Pull out every line of the data below that contains the word "railing", matching case exactly.
--- start Recorded data ---
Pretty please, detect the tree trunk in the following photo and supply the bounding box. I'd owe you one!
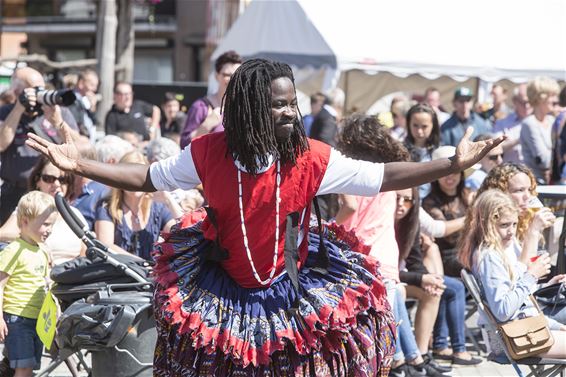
[116,0,135,84]
[96,0,118,132]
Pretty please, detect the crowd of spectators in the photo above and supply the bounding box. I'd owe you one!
[0,51,566,376]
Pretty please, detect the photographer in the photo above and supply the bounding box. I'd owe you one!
[0,67,80,226]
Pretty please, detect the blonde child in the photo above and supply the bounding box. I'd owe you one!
[0,191,57,377]
[460,190,566,358]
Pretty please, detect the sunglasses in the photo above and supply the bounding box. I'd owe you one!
[397,195,415,207]
[487,154,503,161]
[41,174,69,185]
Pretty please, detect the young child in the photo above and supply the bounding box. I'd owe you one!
[460,190,566,358]
[0,191,57,377]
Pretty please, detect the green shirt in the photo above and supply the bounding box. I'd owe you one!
[0,238,49,319]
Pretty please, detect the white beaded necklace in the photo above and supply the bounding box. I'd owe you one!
[238,160,281,285]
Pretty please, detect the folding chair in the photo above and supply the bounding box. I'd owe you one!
[461,270,566,377]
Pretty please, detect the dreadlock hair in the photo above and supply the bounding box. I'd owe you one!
[336,114,410,162]
[222,59,309,175]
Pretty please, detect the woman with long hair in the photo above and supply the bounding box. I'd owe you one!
[405,103,440,198]
[478,163,566,323]
[0,157,86,264]
[94,151,175,259]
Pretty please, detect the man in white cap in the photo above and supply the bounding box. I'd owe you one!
[440,86,491,147]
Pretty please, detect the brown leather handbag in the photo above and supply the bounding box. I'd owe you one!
[498,295,554,360]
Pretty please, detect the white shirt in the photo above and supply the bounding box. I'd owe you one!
[149,144,384,196]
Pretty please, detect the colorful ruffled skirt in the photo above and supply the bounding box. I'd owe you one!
[154,222,395,377]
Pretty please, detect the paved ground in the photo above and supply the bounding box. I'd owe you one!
[0,308,552,377]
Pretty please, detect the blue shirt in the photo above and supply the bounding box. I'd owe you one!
[96,202,173,260]
[72,181,110,230]
[440,113,492,147]
[473,241,561,330]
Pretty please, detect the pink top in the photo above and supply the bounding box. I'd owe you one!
[342,191,399,282]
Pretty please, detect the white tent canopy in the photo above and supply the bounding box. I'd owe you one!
[212,0,566,110]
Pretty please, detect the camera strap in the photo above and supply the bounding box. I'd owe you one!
[30,115,61,144]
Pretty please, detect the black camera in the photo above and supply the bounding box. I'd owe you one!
[35,87,77,106]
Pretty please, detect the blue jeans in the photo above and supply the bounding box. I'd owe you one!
[3,312,43,369]
[393,284,420,361]
[432,276,466,352]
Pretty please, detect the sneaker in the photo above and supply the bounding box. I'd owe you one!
[389,364,407,377]
[422,354,452,373]
[415,361,458,377]
[452,357,483,365]
[389,364,426,377]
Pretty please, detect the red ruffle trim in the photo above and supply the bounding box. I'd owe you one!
[154,219,390,367]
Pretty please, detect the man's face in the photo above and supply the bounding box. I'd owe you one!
[480,145,503,173]
[513,89,532,119]
[425,90,440,109]
[114,84,134,110]
[491,85,507,104]
[454,97,473,119]
[271,77,298,141]
[77,75,98,96]
[163,100,180,119]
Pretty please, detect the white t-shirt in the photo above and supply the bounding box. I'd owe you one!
[149,144,384,196]
[44,207,86,264]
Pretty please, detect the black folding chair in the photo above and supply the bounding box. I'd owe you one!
[462,270,566,377]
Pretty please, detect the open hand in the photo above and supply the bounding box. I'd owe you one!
[527,253,551,279]
[453,127,507,171]
[26,123,79,172]
[531,207,556,232]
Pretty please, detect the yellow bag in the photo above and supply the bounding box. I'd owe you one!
[35,291,61,350]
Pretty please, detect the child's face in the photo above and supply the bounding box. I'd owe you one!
[507,173,532,212]
[20,211,57,245]
[495,211,517,248]
[409,113,438,147]
[438,173,462,195]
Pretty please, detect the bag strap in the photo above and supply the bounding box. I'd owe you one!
[204,207,229,262]
[313,196,330,274]
[529,295,542,314]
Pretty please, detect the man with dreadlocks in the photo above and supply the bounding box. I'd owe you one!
[28,59,504,376]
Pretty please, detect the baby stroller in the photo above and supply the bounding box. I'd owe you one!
[44,194,157,377]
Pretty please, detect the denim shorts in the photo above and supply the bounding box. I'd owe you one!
[3,313,43,369]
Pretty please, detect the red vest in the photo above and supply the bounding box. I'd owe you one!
[191,132,330,288]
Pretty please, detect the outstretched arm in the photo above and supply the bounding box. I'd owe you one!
[381,127,506,191]
[26,124,155,192]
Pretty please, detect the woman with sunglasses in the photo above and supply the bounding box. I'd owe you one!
[0,157,86,264]
[520,77,560,184]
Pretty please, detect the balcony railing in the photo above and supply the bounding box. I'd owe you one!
[0,0,175,25]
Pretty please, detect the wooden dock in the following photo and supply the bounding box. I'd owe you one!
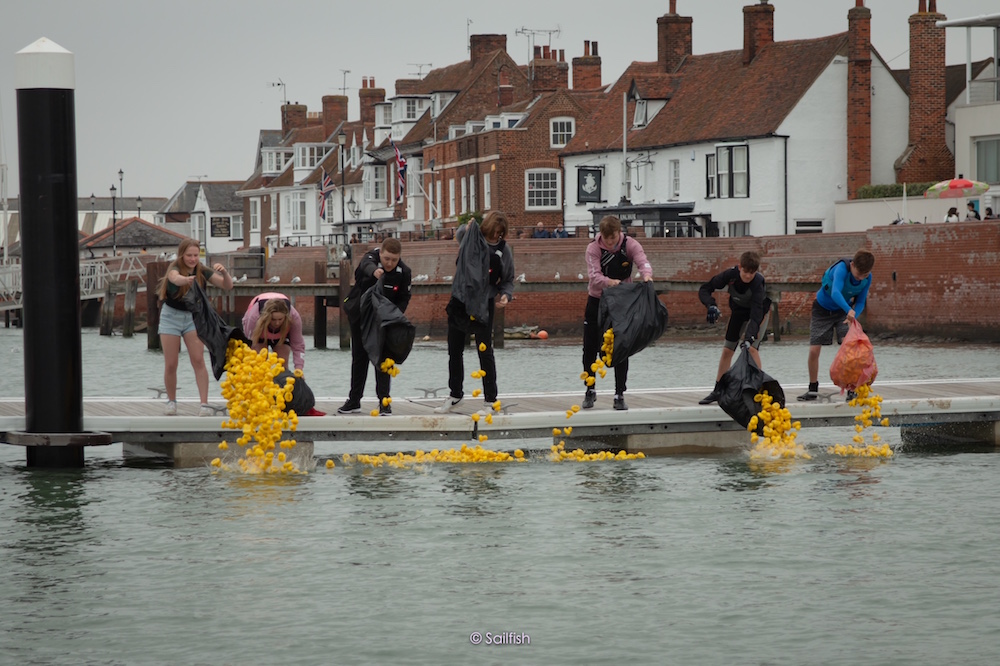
[0,379,1000,465]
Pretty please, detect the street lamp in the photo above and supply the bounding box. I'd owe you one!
[111,183,121,257]
[337,130,347,243]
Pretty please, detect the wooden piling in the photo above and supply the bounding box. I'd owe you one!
[122,280,139,338]
[337,259,354,349]
[313,261,326,349]
[101,280,115,335]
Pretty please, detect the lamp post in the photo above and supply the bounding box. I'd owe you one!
[337,130,347,243]
[111,184,118,257]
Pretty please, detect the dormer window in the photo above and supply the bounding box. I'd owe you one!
[632,99,649,128]
[549,118,576,148]
[260,150,292,174]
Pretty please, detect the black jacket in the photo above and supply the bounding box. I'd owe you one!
[344,248,413,317]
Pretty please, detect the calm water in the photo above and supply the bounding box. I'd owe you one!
[0,331,1000,664]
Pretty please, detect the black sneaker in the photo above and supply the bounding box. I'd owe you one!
[698,388,719,405]
[337,400,361,414]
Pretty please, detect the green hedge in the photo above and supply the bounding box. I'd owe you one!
[858,183,935,199]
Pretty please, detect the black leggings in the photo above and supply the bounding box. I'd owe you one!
[583,296,628,395]
[448,298,497,402]
[347,316,391,403]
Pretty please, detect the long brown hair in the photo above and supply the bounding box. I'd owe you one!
[156,238,206,301]
[250,298,292,343]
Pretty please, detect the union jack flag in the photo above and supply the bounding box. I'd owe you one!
[319,169,337,220]
[389,137,406,203]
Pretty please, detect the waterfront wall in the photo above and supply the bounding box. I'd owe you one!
[109,221,1000,341]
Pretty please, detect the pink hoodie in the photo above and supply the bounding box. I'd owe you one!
[586,233,653,298]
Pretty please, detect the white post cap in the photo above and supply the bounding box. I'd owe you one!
[14,37,76,90]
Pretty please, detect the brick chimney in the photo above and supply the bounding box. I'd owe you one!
[573,41,601,90]
[323,95,347,139]
[896,0,955,183]
[469,35,507,67]
[656,0,692,74]
[743,0,774,65]
[358,76,385,127]
[281,103,308,135]
[847,0,872,199]
[531,46,569,93]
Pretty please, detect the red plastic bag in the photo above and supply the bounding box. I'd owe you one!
[830,319,878,391]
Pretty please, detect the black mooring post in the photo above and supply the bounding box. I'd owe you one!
[15,38,83,467]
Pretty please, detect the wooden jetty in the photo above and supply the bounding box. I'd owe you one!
[0,378,1000,466]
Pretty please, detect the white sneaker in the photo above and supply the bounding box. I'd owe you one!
[434,395,462,414]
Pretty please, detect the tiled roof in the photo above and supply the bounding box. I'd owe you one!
[80,217,185,250]
[892,58,993,105]
[564,33,847,154]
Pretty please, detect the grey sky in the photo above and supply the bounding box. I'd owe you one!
[0,0,1000,197]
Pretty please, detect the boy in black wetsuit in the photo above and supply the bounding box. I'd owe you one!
[337,238,411,416]
[698,252,771,405]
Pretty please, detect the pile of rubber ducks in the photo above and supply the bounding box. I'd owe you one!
[747,391,812,460]
[342,444,526,467]
[211,340,304,474]
[826,384,892,458]
[549,441,646,462]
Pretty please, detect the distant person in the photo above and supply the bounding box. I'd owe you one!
[798,249,876,400]
[243,292,306,370]
[156,238,233,416]
[698,251,771,405]
[434,211,514,414]
[582,215,653,410]
[337,238,412,416]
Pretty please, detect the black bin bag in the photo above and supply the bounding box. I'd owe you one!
[598,282,667,367]
[719,349,785,435]
[274,370,316,416]
[361,278,417,367]
[182,280,250,379]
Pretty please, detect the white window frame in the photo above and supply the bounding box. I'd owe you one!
[705,153,719,199]
[975,136,1000,184]
[295,143,330,169]
[524,169,562,210]
[288,190,307,234]
[549,116,576,148]
[715,143,750,199]
[250,198,260,233]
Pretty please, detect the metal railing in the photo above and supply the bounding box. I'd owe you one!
[0,255,146,312]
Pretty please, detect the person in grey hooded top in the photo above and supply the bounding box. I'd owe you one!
[434,211,514,414]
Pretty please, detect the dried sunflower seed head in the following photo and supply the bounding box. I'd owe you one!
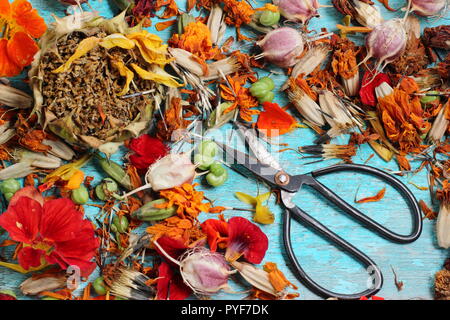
[0,84,33,109]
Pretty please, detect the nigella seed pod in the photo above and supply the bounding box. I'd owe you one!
[353,0,384,28]
[273,0,319,23]
[180,247,233,295]
[360,19,408,70]
[436,203,450,249]
[256,27,304,68]
[411,0,447,17]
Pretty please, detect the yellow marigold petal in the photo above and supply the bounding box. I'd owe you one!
[52,37,101,73]
[44,154,91,182]
[234,192,258,206]
[66,170,84,190]
[112,61,134,96]
[253,202,275,224]
[100,33,135,50]
[127,31,173,66]
[131,63,183,88]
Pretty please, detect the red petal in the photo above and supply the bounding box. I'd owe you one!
[0,197,42,244]
[257,102,297,137]
[17,247,45,270]
[155,236,188,266]
[40,198,83,241]
[225,217,269,264]
[201,219,228,252]
[156,262,192,300]
[0,39,21,77]
[55,220,99,261]
[9,186,44,206]
[6,32,39,68]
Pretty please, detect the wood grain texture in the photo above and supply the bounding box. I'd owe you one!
[0,0,448,299]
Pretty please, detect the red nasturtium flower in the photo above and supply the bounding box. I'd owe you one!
[128,134,169,171]
[256,101,297,137]
[202,217,269,264]
[0,0,47,77]
[0,186,99,276]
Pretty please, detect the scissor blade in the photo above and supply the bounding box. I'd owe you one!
[216,141,290,189]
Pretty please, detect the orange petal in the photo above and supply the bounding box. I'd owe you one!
[66,170,84,190]
[11,0,47,38]
[0,0,11,17]
[7,32,39,68]
[0,39,20,77]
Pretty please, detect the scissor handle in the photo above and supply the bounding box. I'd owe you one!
[283,164,422,299]
[308,163,422,243]
[283,206,383,300]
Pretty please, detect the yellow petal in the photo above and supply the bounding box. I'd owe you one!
[131,63,183,88]
[64,169,84,190]
[44,154,91,182]
[234,192,258,206]
[100,33,135,50]
[256,191,270,203]
[112,61,134,96]
[127,31,173,67]
[253,202,275,224]
[52,37,100,73]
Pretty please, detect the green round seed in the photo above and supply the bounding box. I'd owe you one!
[194,153,214,170]
[102,178,119,192]
[198,140,217,157]
[70,184,89,204]
[0,178,20,194]
[257,77,275,90]
[206,162,228,187]
[111,215,128,233]
[259,10,280,27]
[258,91,275,103]
[92,277,106,296]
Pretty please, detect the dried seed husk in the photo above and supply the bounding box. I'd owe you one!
[428,102,450,142]
[29,12,170,149]
[436,203,450,249]
[0,84,33,109]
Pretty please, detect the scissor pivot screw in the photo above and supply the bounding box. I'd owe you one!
[275,171,289,186]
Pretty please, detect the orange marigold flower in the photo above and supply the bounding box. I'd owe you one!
[0,0,47,77]
[220,75,260,122]
[155,183,216,219]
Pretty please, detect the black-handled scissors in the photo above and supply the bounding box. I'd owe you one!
[216,137,422,299]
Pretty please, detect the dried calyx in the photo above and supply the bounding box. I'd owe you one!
[273,0,319,23]
[408,0,448,17]
[332,0,384,28]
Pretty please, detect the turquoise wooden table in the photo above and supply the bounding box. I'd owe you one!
[0,0,449,299]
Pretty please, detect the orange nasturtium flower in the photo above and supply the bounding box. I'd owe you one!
[0,0,47,77]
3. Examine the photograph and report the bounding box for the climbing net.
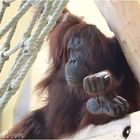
--- end Recorded data ---
■ Answer for this exercise:
Pretty please, detect the balcony railing in the photo above and supply the bounding box. I'd owe you one!
Pretty please, detect the metal railing in the photo above and supply the bounding box. I'd owe you one!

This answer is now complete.